> _MATERIAL FOR THIS EXERCISE_
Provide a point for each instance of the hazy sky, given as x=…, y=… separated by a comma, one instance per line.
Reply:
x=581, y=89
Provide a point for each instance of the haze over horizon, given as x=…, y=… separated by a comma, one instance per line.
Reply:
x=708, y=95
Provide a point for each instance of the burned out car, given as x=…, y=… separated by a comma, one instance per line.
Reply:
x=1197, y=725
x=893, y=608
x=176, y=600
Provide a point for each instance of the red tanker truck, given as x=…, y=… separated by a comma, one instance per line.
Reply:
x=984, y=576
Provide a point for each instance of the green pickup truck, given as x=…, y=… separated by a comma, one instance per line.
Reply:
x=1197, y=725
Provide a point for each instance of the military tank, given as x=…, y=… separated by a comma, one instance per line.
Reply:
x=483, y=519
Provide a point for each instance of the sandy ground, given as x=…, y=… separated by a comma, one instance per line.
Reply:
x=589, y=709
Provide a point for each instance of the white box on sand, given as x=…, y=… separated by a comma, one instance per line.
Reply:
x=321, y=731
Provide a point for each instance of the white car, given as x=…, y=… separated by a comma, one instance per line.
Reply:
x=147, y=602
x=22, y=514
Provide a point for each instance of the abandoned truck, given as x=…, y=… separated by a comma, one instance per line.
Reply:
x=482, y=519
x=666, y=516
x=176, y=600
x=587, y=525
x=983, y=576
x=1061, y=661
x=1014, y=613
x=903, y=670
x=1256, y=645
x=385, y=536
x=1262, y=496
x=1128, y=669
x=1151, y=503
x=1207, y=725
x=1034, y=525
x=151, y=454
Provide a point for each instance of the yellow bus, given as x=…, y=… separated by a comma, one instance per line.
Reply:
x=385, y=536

> _AIM OF THE TASK_
Every entry needs to be copied again exactly.

> _SOLUTION TO THE PROBLEM_
Provide a point for each instance of the hazy sky, given as x=…, y=… separated by a comma, one instance per line.
Reply:
x=581, y=89
Provide a point for each instance of the haze over horizon, given as x=…, y=… separated by a comma, one instance per line.
Reply:
x=708, y=95
Provide a point for each instance of the burned out car, given as x=…, y=… separated by a comma, one instance per line.
Reply:
x=1197, y=725
x=893, y=608
x=176, y=600
Provide a point for each instance of the red tanker truck, given as x=…, y=… separated by a comma, one instance per line.
Reply:
x=984, y=576
Provide a point for each instance of the green pickup truck, given as x=…, y=… separated by a comma, one instance per line.
Reply:
x=1197, y=725
Provide a point for each instance of the military tank, given as x=…, y=… separated by a comma, one instance per line.
Reply:
x=483, y=519
Provide a point for each instance of the sandy ground, given as x=…, y=… separated by a comma, one instance per line.
Reply:
x=589, y=709
Provide a point for each instance of the white box on sand, given as x=…, y=… separated by a comma, one instance per line.
Reply:
x=321, y=731
Provide a point for each instance of the white car, given as x=…, y=… separated by a comma, one instance per line.
Reply:
x=147, y=602
x=22, y=514
Provide a point for each instance of the abandoned truck, given as x=…, y=… separated by a comma, one instance per line.
Reply:
x=482, y=519
x=666, y=516
x=176, y=600
x=587, y=525
x=983, y=576
x=1061, y=661
x=1014, y=613
x=903, y=670
x=1256, y=645
x=385, y=536
x=1262, y=496
x=1128, y=669
x=1151, y=503
x=1207, y=725
x=1034, y=525
x=151, y=454
Provide a point for each instance of the yellow bus, given as x=…, y=… separated by a comma, one instance per line.
Reply:
x=385, y=536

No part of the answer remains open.